-- RAW DATA follows --

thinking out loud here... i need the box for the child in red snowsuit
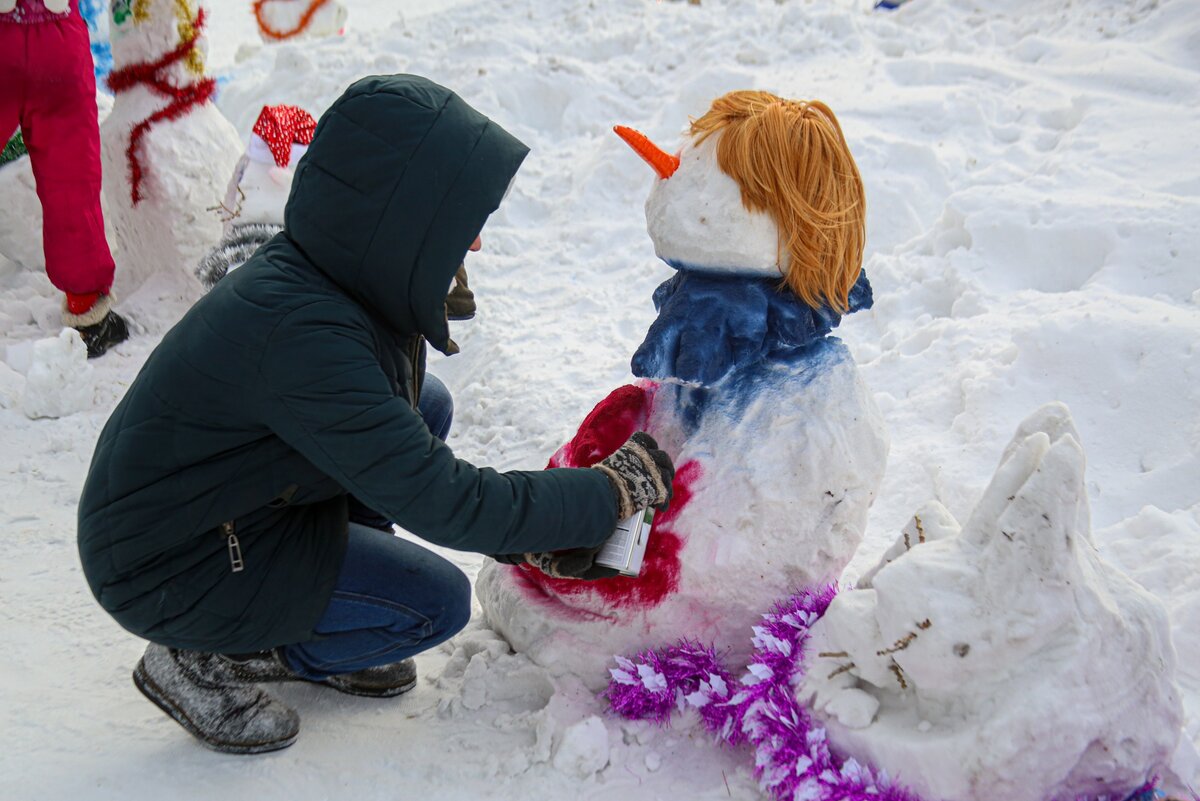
[0,0,128,357]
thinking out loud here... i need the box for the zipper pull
[221,521,245,573]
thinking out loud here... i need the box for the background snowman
[101,0,241,295]
[195,102,314,289]
[252,0,347,44]
[477,90,889,687]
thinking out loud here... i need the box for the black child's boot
[63,293,129,358]
[132,644,300,754]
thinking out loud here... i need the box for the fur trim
[62,293,111,328]
[195,223,282,290]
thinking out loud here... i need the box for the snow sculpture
[477,91,888,687]
[252,0,346,43]
[101,0,241,292]
[196,103,315,289]
[799,402,1183,801]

-- RAW DATA concluded --

Return the listing above in full and without alteration, excluding its pictures.

■ **EXERCISE SOLUTION**:
thinking out loud here... i need the box for the child in red snowsuit
[0,0,128,357]
thinking out loud here... i need the box for the zipper pull
[221,521,245,573]
thinking out loud here... i need the box for the background snowman
[101,0,241,295]
[195,102,314,289]
[252,0,347,44]
[477,90,889,687]
thinking out loud here... i need the box for the black child's boot
[63,293,129,358]
[132,644,300,754]
thinking out loud here... i need the box for the fur trim
[62,293,111,328]
[195,223,282,290]
thinking out loud here... i need the box for the snow sculpture
[477,91,888,687]
[252,0,346,43]
[101,0,241,292]
[196,103,315,289]
[799,402,1183,801]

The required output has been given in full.